能把下面全部材料逐行原样摘录出来吗？答案中不要包含图片。
........
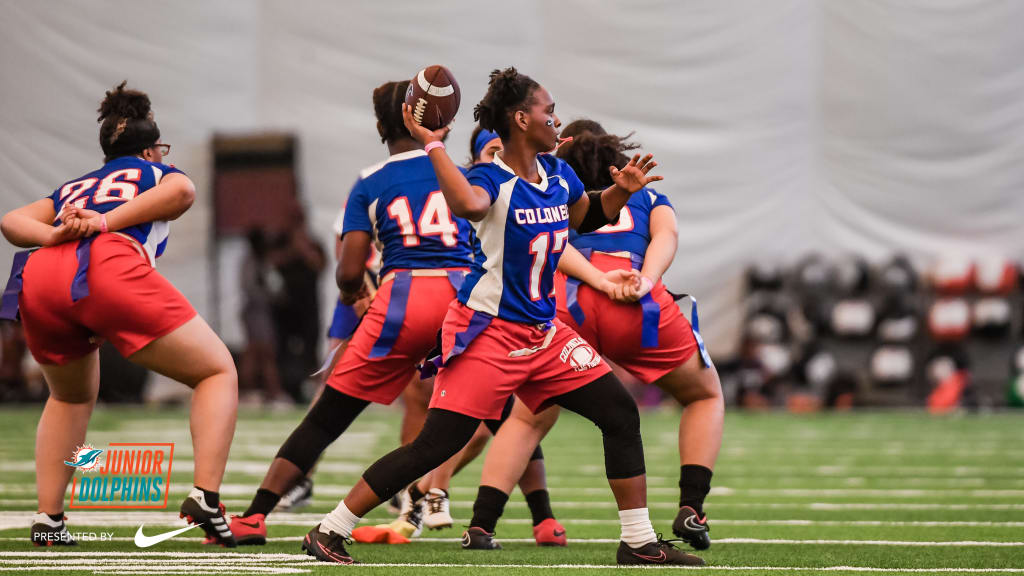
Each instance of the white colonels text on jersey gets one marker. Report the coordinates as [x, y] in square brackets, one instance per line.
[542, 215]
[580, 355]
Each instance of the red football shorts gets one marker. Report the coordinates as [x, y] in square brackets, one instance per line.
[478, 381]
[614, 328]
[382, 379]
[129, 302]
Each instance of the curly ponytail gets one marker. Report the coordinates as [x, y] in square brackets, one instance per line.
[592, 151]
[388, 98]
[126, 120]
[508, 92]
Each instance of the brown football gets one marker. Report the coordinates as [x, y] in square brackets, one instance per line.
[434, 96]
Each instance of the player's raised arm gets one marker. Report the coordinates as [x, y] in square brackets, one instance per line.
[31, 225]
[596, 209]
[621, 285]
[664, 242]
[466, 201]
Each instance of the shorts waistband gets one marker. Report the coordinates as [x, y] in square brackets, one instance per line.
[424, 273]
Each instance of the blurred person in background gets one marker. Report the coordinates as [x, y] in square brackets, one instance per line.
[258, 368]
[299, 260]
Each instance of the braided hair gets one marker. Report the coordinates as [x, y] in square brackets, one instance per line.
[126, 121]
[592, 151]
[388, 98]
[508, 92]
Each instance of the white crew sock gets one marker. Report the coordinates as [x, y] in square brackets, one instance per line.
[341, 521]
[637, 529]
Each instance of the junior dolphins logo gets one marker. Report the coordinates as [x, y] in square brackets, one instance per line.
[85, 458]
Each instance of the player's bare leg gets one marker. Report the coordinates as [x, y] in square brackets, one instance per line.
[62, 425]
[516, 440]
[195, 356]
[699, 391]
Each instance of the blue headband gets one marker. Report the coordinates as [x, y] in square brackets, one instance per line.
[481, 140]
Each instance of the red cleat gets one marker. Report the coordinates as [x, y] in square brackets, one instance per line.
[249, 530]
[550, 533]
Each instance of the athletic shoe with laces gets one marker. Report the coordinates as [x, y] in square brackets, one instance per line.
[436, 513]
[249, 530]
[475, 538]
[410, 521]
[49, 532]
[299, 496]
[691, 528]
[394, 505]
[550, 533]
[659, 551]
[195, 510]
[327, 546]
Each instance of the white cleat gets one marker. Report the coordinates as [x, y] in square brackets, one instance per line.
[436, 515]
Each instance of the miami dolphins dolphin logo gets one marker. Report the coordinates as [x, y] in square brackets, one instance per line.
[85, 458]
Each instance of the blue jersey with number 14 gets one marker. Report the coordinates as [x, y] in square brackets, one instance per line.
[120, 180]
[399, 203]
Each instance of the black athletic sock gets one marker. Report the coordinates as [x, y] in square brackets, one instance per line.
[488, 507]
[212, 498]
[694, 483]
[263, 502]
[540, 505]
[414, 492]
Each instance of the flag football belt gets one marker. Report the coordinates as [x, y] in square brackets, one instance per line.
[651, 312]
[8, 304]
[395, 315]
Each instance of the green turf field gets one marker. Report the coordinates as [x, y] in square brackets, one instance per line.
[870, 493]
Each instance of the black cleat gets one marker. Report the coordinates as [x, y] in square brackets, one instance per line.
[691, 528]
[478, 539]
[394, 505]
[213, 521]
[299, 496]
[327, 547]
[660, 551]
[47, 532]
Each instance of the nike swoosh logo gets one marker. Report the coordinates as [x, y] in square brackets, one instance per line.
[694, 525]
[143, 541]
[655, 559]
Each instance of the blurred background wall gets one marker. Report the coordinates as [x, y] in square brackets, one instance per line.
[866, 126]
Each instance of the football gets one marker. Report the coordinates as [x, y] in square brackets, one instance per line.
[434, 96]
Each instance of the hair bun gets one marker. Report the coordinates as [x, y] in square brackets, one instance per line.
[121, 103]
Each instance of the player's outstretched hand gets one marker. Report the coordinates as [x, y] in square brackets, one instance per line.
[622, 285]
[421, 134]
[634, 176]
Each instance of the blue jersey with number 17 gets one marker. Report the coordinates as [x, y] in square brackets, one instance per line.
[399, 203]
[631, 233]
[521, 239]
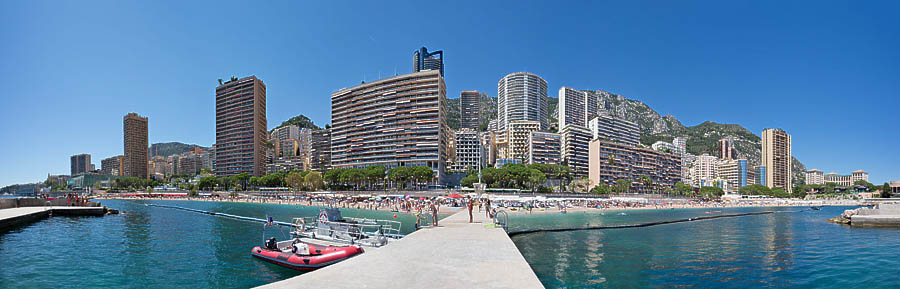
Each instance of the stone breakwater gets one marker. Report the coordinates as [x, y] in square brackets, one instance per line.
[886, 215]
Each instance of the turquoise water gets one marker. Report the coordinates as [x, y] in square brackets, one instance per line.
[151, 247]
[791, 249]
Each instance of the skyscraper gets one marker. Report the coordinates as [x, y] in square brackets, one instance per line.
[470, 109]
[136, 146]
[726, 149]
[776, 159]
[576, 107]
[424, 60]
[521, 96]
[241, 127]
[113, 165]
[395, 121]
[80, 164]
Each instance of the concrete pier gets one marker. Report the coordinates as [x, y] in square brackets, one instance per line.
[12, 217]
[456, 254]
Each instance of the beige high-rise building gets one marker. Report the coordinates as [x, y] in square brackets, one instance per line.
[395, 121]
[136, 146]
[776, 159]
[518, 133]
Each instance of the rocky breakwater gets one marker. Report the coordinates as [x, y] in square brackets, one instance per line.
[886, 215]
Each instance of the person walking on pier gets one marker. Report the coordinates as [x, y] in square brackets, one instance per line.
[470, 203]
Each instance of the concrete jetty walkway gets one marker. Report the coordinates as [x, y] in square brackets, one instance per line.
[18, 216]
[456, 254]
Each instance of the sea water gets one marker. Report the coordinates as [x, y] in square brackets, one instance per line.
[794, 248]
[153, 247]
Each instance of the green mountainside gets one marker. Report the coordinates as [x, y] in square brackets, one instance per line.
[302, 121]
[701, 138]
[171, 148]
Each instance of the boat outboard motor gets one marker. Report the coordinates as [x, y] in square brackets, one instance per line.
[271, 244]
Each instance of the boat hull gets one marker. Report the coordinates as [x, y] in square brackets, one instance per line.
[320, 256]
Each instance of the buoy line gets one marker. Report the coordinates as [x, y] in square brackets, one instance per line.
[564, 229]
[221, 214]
........
- _练习结果_:
Each instance of the white colonels text on jersey gets one marker. Report the coordinates as [x, y] in square brackets, one instance per line.
[542, 215]
[580, 355]
Each instance of the red football shorts gets one marker. Report the coordinates as [x, y] in square brackets, one instance per line.
[478, 381]
[614, 328]
[382, 379]
[129, 302]
Each instance of the curly ponytail gets one marker. Report the coordinates as [x, y] in square brackets, one instance per line.
[592, 151]
[388, 98]
[126, 120]
[508, 92]
Each instance of the brown football gets one marker. Report the coordinates as [x, y] in square brackets, one instance per line.
[434, 96]
Each instance of the player's raised arm gets one marker. Report the coordinates as [x, y] in square brackets, one instance per line.
[31, 225]
[596, 209]
[621, 285]
[664, 242]
[466, 201]
Each instance of the shorts waistband gets one marker. Report the coordinates as [x, y] in square brackets, one instance per line.
[424, 273]
Each instance of the blurred person in background gets one marker. Report the coordinates as [x, y] in square brackets, one instance per line.
[258, 368]
[299, 260]
Each instance of the braided hair gets one marker. Report the coordinates as [x, y] in square brackets, one instance per line.
[126, 121]
[592, 151]
[388, 98]
[508, 92]
Each instance of the white crew sock gets one marker. Report the coordinates as [x, y] in square brackets, one instance per line.
[341, 521]
[637, 529]
Each instance of the junior dolphins logo gets one marker. Report the coordinates as [x, y] in square brackets, one instance per line.
[85, 458]
Each instance of the player's bare leg gets one marker. Report the coordinates as [x, y] in square brackets, one instance per line.
[62, 425]
[516, 440]
[195, 356]
[699, 391]
Each instance of the blue headband gets one marker. Report the coordinates as [x, y] in square brackets, one instance per line.
[481, 140]
Each instance of the red cleat gets one marker. Report the coordinates as [x, y] in square brackets, one instance per line.
[249, 530]
[550, 533]
Each instance of the athletic shoe with laces gets one marker. Report the coordinates as [x, y] in square brackets, one instance per line.
[436, 513]
[249, 530]
[475, 538]
[410, 521]
[49, 532]
[299, 496]
[691, 528]
[394, 505]
[550, 533]
[659, 551]
[195, 510]
[327, 546]
Each instance of the white cleat gets one marker. Report the coordinates as [x, y] in square brackets, one instance per line.
[436, 515]
Each instance of the miami dolphins dolphin logo gets one marker. Report the coordinates as [x, y] in square brackets, one instance per line.
[85, 458]
Each instance of the blue jersey with number 14 gets one marker. Report the coordinates as [x, y] in square brackets, one instance per line.
[120, 180]
[399, 203]
Each instance of the black athletic sock gets one marker. Report the coordinates as [x, y] in square brackets, one instance per line.
[488, 507]
[212, 498]
[694, 483]
[263, 502]
[540, 505]
[414, 492]
Each instance of the flag football belt gets one marker. Report the coordinates as [x, y] in square brackets, one instance per line.
[651, 312]
[8, 304]
[395, 315]
Each instance of the green turf field gets one marker. Report the coordinates as [x, y] in square brackets, one instance per line.
[870, 493]
Each instance of the black cleat gets one marker. Report the coordinates as [x, y] in square brackets, one instance per line.
[691, 528]
[478, 539]
[394, 505]
[213, 521]
[299, 496]
[327, 547]
[660, 551]
[47, 532]
Each instance of the nike swoosh logo gets one marker. Report the coordinates as [x, y] in square brackets, one instance per line.
[694, 525]
[143, 541]
[655, 559]
Each instance of the blurred background wall gets one marker. Report the coordinates as [x, y] in square brackets, one instance per line.
[866, 126]
Each instance of the football gets one marker. Report the coordinates as [x, y] in square brackets, one instance per line.
[434, 96]
Each instance of the hair bun gets one marker. Report the coordinates as [x, y] in square brackets, one instance per line.
[121, 103]
Each instance of the player's outstretched hand gets one marker. Report the coordinates as [x, y] in square brackets, one instance per line.
[622, 285]
[421, 134]
[634, 176]
Each instance of the blue jersey with number 17 gets one marker. Report the coordinates as [x, y] in square brackets, one instance per line.
[399, 203]
[631, 233]
[521, 239]
Each instance of the stone breakwater gets one marker. Report the coordinates as [x, y] in square brackets, one instance per line.
[886, 215]
Each instance of the turquoise water gets one marker. Report the coordinates as [x, y] in square brackets, one instance per line.
[151, 247]
[791, 249]
Each instance of the skyscraper gets one marker. Report the coordinates as [x, y] in square brackets, one instance per line.
[470, 109]
[136, 146]
[726, 149]
[776, 159]
[576, 107]
[424, 60]
[521, 96]
[241, 127]
[113, 165]
[395, 121]
[80, 164]
Each instance of the concrete pier gets one marker. Report the coordinates as [x, y] in square brackets, one instance per line.
[12, 217]
[456, 254]
Each instance of the beige high-rise building gets one marker. Report the coordinates as [x, y] in square brackets, one instance per line.
[395, 121]
[136, 146]
[776, 159]
[518, 133]
Each instance of the rocky breakwater gets one marker. Report the coordinates as [x, y] in square brackets, one instance per line.
[886, 215]
Each instance of the person walking on pier gets one marker. Report the coordinates as [x, y] in square brackets, one instance per line.
[470, 203]
Each instance of the concrete jetty walkway gets one marker. Report the coordinates as [x, y] in square brackets, one instance per line.
[18, 216]
[456, 254]
Each instance of the sea water gets one marker. Report the coordinates as [x, y] in square brackets, one instance per line.
[794, 248]
[153, 247]
Each instance of the green mountainside gets one marker. Report the coordinates as [x, y] in square brackets, one instance per line.
[302, 121]
[701, 138]
[171, 148]
Each instance of the boat outboard motor gets one marker. Report the coordinates as [x, y] in square brackets, one instance per line.
[271, 244]
Each instance of the boat hull gets one marker. Report the coordinates as [x, y] in square brackets, one instance per line.
[320, 256]
Each instance of the buoy line gets one marker. Report the coordinates as [x, y] in square brackets, one instance per line.
[564, 229]
[221, 214]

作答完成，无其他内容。